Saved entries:
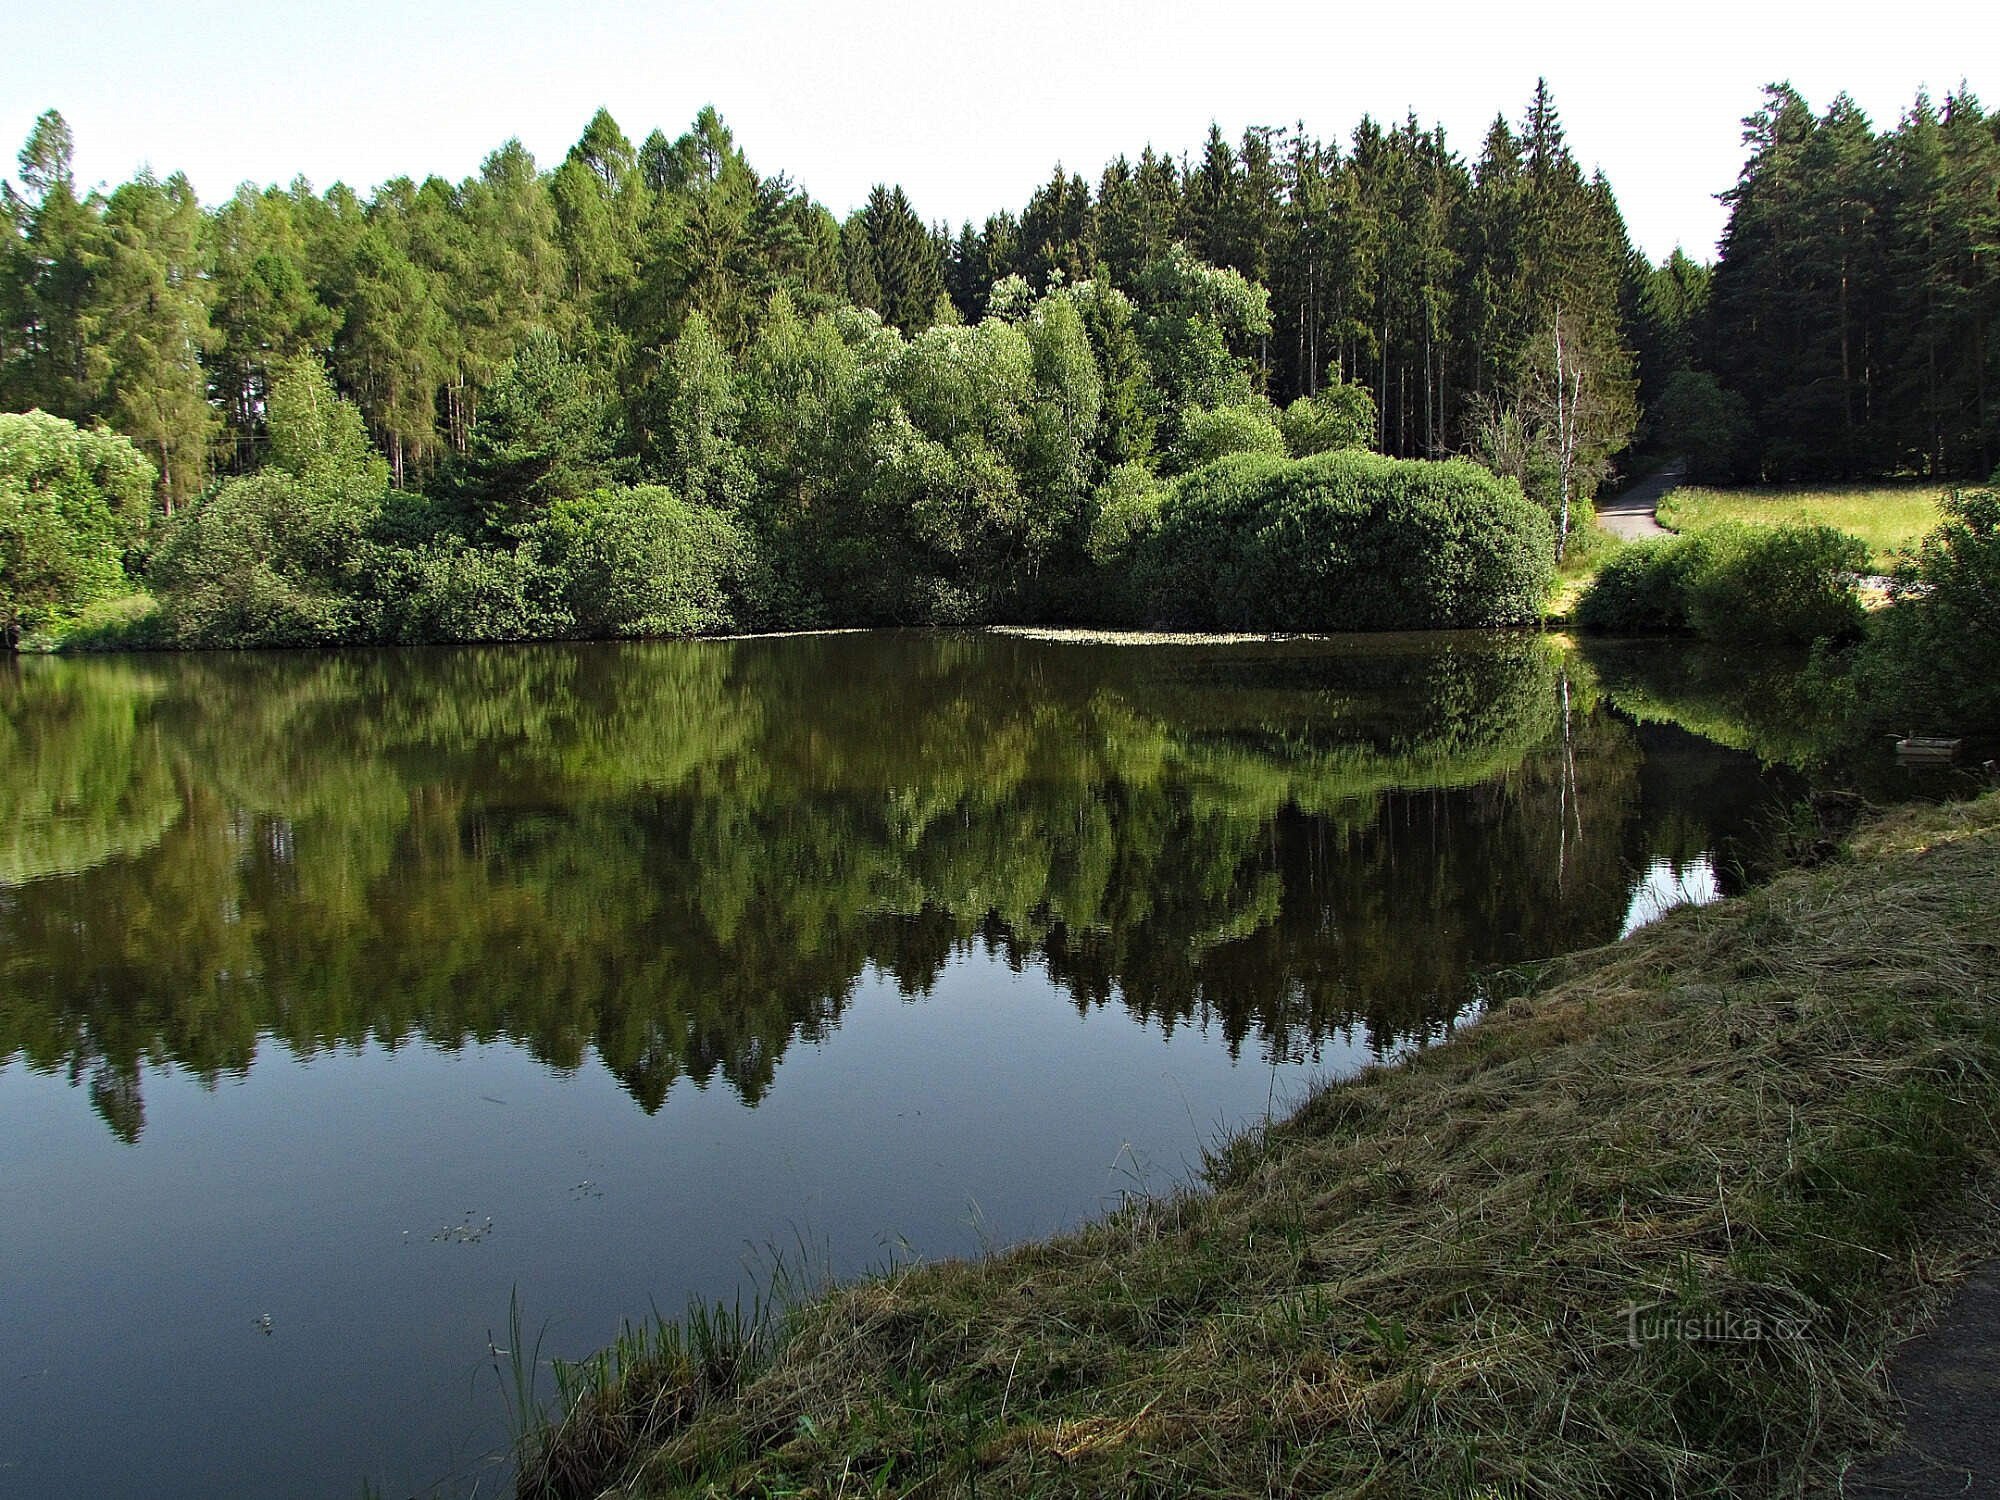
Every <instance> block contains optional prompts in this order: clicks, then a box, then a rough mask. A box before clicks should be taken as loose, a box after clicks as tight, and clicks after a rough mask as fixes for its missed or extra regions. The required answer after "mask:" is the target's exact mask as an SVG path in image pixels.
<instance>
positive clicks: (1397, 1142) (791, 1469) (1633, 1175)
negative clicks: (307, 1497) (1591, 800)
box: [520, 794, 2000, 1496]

--

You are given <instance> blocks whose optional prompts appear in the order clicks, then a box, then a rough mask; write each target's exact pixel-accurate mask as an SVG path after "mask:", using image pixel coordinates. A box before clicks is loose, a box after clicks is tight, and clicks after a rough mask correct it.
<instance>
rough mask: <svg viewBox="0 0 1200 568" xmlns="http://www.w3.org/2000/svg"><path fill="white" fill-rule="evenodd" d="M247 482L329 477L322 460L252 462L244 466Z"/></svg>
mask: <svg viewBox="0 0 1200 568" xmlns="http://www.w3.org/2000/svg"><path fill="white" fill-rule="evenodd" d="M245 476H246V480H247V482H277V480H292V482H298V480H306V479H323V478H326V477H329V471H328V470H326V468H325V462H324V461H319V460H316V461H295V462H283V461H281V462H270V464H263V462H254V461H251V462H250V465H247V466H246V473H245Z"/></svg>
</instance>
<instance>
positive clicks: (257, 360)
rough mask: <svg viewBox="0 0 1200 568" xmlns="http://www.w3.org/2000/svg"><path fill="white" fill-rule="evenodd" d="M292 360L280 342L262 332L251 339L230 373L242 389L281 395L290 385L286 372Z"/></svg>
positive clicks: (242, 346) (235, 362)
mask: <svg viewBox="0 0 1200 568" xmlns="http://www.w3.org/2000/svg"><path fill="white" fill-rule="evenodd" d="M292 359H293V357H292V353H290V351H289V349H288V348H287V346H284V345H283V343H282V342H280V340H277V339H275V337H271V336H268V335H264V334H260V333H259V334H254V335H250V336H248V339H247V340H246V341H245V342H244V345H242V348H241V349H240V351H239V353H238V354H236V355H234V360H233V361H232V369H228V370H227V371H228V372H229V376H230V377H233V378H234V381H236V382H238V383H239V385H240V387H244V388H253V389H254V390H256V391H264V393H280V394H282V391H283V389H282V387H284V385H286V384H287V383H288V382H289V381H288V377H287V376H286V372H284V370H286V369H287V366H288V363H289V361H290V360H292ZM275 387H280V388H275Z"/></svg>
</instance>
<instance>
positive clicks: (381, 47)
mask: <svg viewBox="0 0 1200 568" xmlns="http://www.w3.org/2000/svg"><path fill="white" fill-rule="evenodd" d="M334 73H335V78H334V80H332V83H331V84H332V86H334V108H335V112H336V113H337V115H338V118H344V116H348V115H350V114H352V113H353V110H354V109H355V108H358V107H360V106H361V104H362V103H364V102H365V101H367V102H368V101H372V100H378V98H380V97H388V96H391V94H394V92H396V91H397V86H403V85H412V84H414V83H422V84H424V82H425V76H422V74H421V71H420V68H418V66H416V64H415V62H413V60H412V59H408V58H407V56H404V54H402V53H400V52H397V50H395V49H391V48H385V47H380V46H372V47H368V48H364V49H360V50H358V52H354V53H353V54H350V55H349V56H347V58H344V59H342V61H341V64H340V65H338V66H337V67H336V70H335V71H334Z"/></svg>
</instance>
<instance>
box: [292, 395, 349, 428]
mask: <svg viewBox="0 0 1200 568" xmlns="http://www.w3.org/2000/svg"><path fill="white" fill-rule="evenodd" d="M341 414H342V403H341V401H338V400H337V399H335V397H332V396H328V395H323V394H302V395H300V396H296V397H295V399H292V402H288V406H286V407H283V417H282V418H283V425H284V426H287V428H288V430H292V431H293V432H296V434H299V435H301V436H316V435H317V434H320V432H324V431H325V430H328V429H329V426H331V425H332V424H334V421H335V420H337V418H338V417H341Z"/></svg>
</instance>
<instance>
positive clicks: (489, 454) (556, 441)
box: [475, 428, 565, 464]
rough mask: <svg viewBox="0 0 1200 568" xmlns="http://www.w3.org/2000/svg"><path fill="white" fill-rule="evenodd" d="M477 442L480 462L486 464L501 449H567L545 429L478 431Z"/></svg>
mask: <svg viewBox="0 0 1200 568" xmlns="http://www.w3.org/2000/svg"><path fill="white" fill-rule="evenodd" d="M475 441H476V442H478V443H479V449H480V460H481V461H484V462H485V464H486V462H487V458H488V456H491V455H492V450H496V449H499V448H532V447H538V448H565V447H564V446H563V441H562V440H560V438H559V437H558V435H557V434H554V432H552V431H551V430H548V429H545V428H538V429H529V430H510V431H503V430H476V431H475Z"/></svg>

WHAT YOU HAVE TO DO:
Only the lines above starting at the one containing "positive clicks: (381, 47)" and ending at the one containing "box: [475, 428, 565, 464]", both included, are to be returned, exactly as they read.

SOLUTION TO THIS EXERCISE:
positive clicks: (381, 47)
mask: <svg viewBox="0 0 1200 568" xmlns="http://www.w3.org/2000/svg"><path fill="white" fill-rule="evenodd" d="M334 73H335V78H334V80H332V83H331V84H332V86H334V108H335V112H336V113H337V115H338V118H344V116H348V115H350V114H352V113H353V110H354V109H355V108H358V107H360V106H361V104H362V103H364V102H365V101H367V102H368V101H372V100H378V98H380V97H388V96H391V94H394V92H396V91H397V86H403V85H412V84H414V83H422V84H424V82H425V76H422V74H421V71H420V68H418V66H416V64H415V62H413V60H412V59H408V58H407V56H404V54H402V53H400V52H397V50H395V49H391V48H385V47H380V46H372V47H368V48H364V49H360V50H358V52H354V53H353V54H350V55H349V56H347V58H344V59H342V61H341V64H340V65H338V66H337V67H336V70H335V71H334Z"/></svg>
</instance>
<instance>
box: [292, 395, 349, 428]
mask: <svg viewBox="0 0 1200 568" xmlns="http://www.w3.org/2000/svg"><path fill="white" fill-rule="evenodd" d="M341 414H342V403H341V401H338V400H337V399H335V397H332V396H328V395H323V394H302V395H300V396H296V397H295V399H292V402H288V406H286V407H283V417H282V418H283V425H284V426H287V428H288V430H292V431H293V432H296V434H299V435H301V436H316V435H317V434H320V432H324V431H325V430H328V429H329V426H331V425H332V424H334V421H335V420H337V418H338V417H341Z"/></svg>
</instance>
<instance>
positive clicks: (489, 454) (556, 441)
box: [475, 428, 565, 464]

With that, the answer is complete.